## Auszug
------------
Von der Repräsentation zur Intervention
Die Vereinten Nationen im Spiegel der Kunst
Die Kuratorin Signe Theill und die Historikerin Annette Vowinckel gehen in dem von Ihnen herausgegebenen Sammelband dem Verhältnis von Politik und Kunst anhand der internationalen Organisation der Vereinten Nationen nach. Diese waren bei Ihrer Gründung nach dem 2. Weltkrieg Hoffnungsträger für einen dauerhaften Weltfrieden. Von Beginn an sollten die Künste parallel zur Politik einen Neuaufbruch bezeichnen. Dafür setzte sich der erste Generalsekretär der UN, der Norweger Trygve Lie, ein und orientierte sich dabei auch an öffentlichen Bauten seiner norwegischen Heimat.
Der chronologisch aufgebaute Band analysiert ein breites Spektrum an Kunstwerken: von der Architektur über die Kunstsammlung der Vereinten Nationen in New York, die auch Geschenke der beiden deutschen Staaten und des wiedervereinigten Deutschlands enthält. Arbeiten von zeitgenössischen Künstler*innen reflektieren die Politik und die Kunst der Vereinten Nationen, im Medium Comic wird das Verhältnis von Superheld*innen, deren Aufgabe es ist, die Welt vor dem Untergang zu bewahren und den Vereinten Nationen, an die die gleichen Weltrettungsansprüche gestellt werden, betrachtet.
Der Beitrag des Kunsthistorikers Stefan Rößler „Die Ummantelung des Politischen. Form und Politik am Beispiel der UN-Architektur“ zeigt, dass der Wille bestand, nationale Interessen und Grenzen zu überwinden Ein mit internationalen Stararchitekten wie le Corbusier, Alvar Aalto, Walter Gropius, Oscar Niemeyer und Mies van der Rohe besetztes Board of Design erarbeitete unter Leitung des amerikanischen Architekten Wallace K. Harrison den Entwurf des zukünftigen Hauptsitzes der Vereinten Nationen in New York und erschufen ein Symbol für die neue Weltordnung, das ikonografisch wurde.
------------
Schreiben Sie aus dem Text über die Vereinten Nationen in der Kunst den Abschnitt von „Der chronologisch aufgebaute“ bis „gestellt werden, betrachtet.“ wortgetreu ab. Die Einträge haben hierfür keine Bedeutung.
------------
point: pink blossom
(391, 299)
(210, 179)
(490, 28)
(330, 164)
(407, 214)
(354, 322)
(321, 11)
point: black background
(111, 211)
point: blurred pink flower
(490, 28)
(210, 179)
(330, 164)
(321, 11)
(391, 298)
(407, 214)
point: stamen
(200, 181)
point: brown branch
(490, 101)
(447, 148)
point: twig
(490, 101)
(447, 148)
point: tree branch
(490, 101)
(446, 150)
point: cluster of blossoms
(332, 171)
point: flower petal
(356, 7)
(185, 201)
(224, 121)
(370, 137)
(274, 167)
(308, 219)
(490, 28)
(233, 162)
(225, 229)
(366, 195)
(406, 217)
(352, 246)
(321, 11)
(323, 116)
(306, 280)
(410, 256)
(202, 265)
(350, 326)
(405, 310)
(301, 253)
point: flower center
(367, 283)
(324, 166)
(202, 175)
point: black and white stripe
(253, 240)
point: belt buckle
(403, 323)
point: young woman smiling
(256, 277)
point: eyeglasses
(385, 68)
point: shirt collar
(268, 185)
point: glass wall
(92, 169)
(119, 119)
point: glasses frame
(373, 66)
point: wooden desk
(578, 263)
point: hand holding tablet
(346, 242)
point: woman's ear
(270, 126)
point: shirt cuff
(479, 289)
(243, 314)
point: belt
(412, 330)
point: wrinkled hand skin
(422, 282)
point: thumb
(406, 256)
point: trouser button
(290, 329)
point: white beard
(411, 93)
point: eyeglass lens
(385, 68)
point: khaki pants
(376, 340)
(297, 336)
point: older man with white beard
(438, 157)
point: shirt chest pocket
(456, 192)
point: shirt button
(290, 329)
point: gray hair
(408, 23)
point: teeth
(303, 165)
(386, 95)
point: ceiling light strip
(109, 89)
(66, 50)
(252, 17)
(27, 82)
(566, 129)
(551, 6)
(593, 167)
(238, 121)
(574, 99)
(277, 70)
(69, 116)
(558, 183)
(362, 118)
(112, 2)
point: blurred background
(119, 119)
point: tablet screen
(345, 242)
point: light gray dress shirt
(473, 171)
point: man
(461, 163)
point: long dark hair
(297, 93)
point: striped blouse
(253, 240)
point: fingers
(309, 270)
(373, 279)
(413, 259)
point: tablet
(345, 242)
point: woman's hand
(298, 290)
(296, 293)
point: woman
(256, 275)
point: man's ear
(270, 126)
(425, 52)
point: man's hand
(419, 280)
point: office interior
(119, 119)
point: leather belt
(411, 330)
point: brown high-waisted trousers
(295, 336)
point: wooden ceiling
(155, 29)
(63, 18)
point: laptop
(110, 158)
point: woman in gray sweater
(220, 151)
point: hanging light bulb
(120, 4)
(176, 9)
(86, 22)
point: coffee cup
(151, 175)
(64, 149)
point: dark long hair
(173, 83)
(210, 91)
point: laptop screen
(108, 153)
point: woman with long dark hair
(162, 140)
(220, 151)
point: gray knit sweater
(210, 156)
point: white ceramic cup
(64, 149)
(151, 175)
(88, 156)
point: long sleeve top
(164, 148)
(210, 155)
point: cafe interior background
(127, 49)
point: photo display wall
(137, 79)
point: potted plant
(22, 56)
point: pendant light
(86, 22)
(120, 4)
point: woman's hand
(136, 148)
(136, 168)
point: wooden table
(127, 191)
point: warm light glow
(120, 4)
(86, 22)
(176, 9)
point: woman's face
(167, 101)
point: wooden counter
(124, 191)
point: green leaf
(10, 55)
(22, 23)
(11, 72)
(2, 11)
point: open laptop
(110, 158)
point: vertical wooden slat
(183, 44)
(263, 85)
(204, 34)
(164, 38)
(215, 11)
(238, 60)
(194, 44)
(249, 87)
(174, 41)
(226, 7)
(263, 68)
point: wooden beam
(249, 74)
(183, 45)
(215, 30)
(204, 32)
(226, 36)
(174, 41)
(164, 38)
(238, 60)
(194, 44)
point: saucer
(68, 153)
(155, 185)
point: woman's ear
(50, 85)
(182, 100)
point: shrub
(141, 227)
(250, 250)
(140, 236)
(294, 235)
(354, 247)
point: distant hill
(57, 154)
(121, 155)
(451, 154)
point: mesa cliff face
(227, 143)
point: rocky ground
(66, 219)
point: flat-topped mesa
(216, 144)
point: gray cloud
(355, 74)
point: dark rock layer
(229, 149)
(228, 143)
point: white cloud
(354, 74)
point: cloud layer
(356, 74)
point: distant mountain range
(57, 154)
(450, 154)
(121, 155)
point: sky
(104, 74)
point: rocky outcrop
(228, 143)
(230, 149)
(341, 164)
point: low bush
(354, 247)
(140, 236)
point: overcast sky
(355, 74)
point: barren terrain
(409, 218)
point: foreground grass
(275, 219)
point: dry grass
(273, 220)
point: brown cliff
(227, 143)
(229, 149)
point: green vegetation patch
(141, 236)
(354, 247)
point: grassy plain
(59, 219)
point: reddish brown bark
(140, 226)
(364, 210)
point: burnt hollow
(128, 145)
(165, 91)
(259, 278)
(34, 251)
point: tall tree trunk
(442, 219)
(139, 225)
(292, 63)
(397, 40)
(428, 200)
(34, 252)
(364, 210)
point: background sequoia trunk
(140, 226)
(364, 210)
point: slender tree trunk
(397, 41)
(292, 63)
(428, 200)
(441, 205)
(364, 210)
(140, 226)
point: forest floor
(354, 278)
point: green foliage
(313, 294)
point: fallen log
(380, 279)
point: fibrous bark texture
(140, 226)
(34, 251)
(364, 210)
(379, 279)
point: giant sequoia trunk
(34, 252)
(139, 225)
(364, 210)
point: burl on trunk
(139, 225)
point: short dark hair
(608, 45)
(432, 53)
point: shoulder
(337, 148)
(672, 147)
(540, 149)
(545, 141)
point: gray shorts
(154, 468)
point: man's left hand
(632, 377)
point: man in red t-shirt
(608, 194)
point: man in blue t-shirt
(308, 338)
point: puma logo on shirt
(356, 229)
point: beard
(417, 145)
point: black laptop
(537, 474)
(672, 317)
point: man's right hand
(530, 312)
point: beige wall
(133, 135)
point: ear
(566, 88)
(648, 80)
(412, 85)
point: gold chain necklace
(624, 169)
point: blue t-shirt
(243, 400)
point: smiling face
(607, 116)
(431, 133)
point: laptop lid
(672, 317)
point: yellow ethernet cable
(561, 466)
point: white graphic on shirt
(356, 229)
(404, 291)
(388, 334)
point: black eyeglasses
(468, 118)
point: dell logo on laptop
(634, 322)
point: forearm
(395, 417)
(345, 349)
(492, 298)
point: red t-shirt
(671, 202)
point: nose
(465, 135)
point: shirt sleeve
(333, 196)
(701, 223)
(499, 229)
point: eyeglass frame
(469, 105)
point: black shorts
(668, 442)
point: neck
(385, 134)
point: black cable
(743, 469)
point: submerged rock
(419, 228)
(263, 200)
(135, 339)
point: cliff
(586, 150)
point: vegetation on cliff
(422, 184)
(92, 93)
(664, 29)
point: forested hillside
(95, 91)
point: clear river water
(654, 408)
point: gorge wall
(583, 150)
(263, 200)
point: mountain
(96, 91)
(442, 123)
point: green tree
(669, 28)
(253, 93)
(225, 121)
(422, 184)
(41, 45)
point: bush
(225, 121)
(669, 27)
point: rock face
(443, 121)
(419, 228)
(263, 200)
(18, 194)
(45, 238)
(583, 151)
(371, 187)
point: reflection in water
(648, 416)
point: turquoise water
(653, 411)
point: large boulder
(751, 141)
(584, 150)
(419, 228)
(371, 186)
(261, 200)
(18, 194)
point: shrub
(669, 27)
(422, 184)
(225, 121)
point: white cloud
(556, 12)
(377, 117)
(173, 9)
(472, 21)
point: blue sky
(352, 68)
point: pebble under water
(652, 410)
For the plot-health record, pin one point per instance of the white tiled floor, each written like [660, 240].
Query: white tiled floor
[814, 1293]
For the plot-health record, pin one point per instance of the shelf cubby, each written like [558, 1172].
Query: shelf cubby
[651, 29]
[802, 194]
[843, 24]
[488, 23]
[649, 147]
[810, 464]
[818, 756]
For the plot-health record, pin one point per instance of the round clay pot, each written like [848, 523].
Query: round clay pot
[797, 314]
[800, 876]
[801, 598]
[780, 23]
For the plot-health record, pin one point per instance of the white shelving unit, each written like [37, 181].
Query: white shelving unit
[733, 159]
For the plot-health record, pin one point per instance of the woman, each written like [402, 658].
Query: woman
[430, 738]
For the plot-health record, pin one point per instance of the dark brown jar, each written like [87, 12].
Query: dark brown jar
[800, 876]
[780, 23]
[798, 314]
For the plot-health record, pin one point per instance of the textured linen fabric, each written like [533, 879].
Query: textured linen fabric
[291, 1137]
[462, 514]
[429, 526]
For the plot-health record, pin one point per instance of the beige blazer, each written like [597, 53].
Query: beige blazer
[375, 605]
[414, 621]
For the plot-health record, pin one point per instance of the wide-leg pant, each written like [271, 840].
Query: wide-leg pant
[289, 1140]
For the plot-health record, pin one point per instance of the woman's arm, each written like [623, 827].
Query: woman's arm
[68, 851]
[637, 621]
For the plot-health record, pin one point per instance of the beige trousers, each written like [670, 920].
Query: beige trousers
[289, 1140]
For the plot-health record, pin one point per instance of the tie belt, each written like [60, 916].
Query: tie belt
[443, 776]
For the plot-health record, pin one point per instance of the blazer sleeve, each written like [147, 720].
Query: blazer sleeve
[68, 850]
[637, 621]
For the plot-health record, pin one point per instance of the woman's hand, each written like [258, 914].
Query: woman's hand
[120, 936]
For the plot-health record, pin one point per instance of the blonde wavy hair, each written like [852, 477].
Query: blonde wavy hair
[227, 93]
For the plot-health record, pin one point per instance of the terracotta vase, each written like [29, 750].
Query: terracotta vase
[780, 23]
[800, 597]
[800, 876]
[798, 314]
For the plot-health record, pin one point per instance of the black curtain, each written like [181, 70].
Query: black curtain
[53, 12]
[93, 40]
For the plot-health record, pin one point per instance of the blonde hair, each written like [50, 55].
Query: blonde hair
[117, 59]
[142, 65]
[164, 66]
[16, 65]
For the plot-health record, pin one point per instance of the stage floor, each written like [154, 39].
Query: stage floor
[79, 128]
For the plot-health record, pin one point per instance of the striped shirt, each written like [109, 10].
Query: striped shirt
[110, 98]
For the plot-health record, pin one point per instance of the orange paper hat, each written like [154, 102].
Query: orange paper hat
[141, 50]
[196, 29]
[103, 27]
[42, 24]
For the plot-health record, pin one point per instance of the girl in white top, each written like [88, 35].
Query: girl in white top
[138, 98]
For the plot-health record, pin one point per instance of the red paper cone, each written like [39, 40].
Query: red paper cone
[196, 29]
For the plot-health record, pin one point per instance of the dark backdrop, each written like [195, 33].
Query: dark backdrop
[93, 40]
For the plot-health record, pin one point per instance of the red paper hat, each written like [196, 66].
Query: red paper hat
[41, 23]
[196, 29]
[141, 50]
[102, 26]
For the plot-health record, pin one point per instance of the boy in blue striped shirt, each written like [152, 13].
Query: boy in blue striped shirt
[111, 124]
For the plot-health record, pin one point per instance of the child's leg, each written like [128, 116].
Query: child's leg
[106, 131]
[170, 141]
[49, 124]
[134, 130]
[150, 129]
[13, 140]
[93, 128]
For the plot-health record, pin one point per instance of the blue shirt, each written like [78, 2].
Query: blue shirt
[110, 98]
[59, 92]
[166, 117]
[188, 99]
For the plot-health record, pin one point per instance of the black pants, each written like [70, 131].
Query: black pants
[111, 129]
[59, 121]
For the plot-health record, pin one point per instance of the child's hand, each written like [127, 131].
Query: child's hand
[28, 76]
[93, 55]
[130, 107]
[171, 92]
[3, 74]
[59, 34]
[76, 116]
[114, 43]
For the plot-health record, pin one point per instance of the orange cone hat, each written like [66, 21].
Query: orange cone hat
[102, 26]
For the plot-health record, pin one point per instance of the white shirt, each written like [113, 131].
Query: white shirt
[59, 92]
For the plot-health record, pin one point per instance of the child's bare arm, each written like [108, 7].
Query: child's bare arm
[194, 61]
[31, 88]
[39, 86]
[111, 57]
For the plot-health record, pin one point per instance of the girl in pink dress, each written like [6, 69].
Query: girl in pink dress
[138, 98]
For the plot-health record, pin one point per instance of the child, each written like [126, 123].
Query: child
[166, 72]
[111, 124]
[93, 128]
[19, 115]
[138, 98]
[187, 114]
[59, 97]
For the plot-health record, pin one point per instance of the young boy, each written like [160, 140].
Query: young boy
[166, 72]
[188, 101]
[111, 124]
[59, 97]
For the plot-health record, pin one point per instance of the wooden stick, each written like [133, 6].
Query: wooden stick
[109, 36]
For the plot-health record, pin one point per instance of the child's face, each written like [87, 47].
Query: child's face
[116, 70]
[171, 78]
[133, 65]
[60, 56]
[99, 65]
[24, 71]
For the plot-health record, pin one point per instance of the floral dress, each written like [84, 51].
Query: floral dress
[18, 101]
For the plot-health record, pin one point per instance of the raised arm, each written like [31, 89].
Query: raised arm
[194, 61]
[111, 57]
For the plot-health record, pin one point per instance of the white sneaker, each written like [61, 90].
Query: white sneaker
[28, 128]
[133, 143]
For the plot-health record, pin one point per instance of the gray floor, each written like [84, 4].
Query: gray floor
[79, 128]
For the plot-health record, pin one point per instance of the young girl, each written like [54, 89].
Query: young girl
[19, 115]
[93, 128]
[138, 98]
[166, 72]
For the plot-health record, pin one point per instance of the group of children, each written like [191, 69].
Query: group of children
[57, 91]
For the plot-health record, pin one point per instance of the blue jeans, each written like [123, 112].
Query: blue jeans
------------
## Lösung
Der chronologisch aufgebaute Band analysiert ein breites Spektrum an Kunstwerken: von der Architektur über die Kunstsammlung der Vereinten Nationen in New York, die auch Geschenke der beiden deutschen Staaten und des wiedervereinigten Deutschlands enthält. Arbeiten von zeitgenössischen Künstler*innen reflektieren die Politik und die Kunst der Vereinten Nationen, im Medium Comic wird das Verhältnis von Superheld*innen, deren Aufgabe es ist, die Welt vor dem Untergang zu bewahren und den Vereinten Nationen, an die die gleichen Weltrettungsansprüche gestellt werden, betrachtet.